● **TASKS TO CARRY OUT**
- 1) According to the lactotripeptides text, which milk protein are these peptides derived from?
- 2) From the lactotripeptides text, extract the stretch from "Lactotripeptides are two" through "from these compounds.", word for word.
- 3) Extend the text on lactotripeptides by writing what comes next after its final sentence.

● **SOURCE TEXT**

Lactotripeptides
- Names: IUPAC names IPP: (2S)-1-[(2S)-1-[(2S,3S)-2-Amino-3-methylpentanoyl]pyrrolidine-2-carbonyl]pyrrolidine-2-carboxylic acid VPP: (2S)-1-[(2S)-1-[(2S)-2-Amino-3-methylbutanoyl]pyrrolidine-2-carbonyl]pyrrolidine-2-carboxylic acid

Identifiers
- CAS Number: IPP: 26001-32-1; VPP: 58872-39-2;
- 3D model (JSmol): IPP: Interactive image; VPP: Interactive image;
- PubChem CID: IPP: 9949212; VPP: 9818200;
- UNII: VPP: 2U1R84870F;

Properties
- Chemical formula: IPP: C_{16}H_{27}N_{3}O_{4} VPP: C_{15}H_{25}N_{3}O_{4}

= Lactotripeptides =

Lactotripeptides are two naturally occurring milk peptides: isoleucine-proline-proline (IPP) and valine-proline-proline (VPP). These lactotripeptides are derived from casein, which is a milk protein also found in dairy products. Although most normal dairy products contain lactotripeptides, they are inactive within the original milk proteins. Dairy peptides can be effectively released through enzymatic predigestion - a process by which milk protein is enzymatically broken down into smaller pieces. Some clinical studies have suggested that these lactotripeptides help promote healthy blood pressure levels as part of a healthy diet and lifestyle. However, other clinical trials have seen no effects from these compounds.

● **SOURCE MATERIAL**
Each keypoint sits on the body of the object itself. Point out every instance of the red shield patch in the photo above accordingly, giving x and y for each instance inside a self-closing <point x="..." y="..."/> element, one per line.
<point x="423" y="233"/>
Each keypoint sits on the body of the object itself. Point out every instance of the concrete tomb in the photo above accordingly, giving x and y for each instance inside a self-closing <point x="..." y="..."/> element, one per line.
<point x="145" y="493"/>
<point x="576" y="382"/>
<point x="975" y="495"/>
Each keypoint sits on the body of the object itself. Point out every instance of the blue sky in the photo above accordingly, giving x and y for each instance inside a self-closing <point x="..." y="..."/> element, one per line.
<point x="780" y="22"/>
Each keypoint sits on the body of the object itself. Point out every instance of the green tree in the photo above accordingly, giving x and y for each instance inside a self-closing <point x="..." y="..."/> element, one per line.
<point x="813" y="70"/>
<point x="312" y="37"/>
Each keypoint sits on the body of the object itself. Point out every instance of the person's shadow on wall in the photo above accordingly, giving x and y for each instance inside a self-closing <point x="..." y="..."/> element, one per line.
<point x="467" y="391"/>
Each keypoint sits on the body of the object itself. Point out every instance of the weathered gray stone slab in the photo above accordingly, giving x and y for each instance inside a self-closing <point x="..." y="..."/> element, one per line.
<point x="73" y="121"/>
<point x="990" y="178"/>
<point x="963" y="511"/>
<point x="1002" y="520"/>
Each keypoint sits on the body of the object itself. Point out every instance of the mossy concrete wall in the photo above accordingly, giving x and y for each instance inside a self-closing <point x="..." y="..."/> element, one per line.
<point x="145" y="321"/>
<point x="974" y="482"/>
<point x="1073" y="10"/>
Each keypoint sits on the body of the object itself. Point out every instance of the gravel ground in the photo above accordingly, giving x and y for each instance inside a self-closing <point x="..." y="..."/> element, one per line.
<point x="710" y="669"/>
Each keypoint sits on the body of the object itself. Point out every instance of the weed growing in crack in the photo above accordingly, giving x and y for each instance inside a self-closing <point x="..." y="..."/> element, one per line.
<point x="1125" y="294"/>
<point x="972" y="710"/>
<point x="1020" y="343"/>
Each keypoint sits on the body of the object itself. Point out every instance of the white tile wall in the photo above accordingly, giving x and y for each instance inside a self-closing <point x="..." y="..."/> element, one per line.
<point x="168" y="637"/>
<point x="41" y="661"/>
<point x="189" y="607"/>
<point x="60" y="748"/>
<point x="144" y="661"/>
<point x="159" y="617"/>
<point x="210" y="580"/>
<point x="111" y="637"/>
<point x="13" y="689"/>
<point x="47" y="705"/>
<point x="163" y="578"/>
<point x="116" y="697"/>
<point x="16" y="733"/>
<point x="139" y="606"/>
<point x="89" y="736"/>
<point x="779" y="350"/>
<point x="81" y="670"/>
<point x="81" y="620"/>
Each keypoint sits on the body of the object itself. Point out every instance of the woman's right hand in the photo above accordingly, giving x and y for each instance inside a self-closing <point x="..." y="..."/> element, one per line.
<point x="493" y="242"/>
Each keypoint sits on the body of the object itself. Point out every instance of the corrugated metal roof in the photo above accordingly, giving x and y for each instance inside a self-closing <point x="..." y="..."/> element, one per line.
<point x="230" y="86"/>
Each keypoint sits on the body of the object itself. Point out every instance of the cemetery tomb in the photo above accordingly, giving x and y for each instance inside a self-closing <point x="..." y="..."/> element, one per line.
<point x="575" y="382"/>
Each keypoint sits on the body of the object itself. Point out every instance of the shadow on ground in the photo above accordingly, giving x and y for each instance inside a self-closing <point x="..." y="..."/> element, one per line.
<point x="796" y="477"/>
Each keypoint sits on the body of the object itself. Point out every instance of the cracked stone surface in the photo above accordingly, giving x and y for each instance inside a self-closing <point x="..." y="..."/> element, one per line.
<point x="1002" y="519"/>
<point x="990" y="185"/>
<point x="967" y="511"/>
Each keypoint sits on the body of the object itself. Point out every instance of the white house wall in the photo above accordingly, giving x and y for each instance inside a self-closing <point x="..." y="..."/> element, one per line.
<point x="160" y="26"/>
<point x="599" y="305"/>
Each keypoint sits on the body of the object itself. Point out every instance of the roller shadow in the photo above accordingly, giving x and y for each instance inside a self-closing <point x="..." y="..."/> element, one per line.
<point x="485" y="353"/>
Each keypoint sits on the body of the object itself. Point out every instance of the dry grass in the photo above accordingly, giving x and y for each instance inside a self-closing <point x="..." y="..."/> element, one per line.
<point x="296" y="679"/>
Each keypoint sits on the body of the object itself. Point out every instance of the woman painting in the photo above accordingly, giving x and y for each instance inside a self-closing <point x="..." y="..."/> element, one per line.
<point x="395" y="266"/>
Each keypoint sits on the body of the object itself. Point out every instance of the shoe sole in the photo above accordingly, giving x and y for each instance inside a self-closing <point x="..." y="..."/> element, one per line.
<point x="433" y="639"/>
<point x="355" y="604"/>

● **ANSWER SET**
- 1) Casein.

- 2)
Lactotripeptides are two naturally occurring milk peptides: isoleucine-proline-proline (IPP) and valine-proline-proline (VPP). These lactotripeptides are derived from casein, which is a milk protein also found in dairy products. Although most normal dairy products contain lactotripeptides, they are inactive within the original milk proteins. Dairy peptides can be effectively released through enzymatic predigestion - a process by which milk protein is enzymatically broken down into smaller pieces. Some clinical studies have suggested that these lactotripeptides help promote healthy blood pressure levels as part of a healthy diet and lifestyle. However, other clinical trials have seen no effects from these compounds.

- 3)
== Proposed mechanism ==
Dairy peptides are proposed to inhibit the activity of angiotensin-converting enzyme (ACE). ACE is part of the renin–angiotensin system - a natural mechanism that helps regulate blood pressure in the body. In certain individuals, the renin–angiotensin system can become overactive, often due to stress, an unhealthy diet, and/or unhealthy lifestyle. Under such conditions, ACE becomes overactive and converts more angiotensin I into angiotensin II. Angiotensin II causes blood vessels to constrict, and so increases blood pressure, which has potential to lead to hypertension. But, when ACE activity is inhibited, the formation of angiotensin II is reduced. This then helps the blood vessels to relax and expand back to a normal healthy state, so blood pressure is lowered.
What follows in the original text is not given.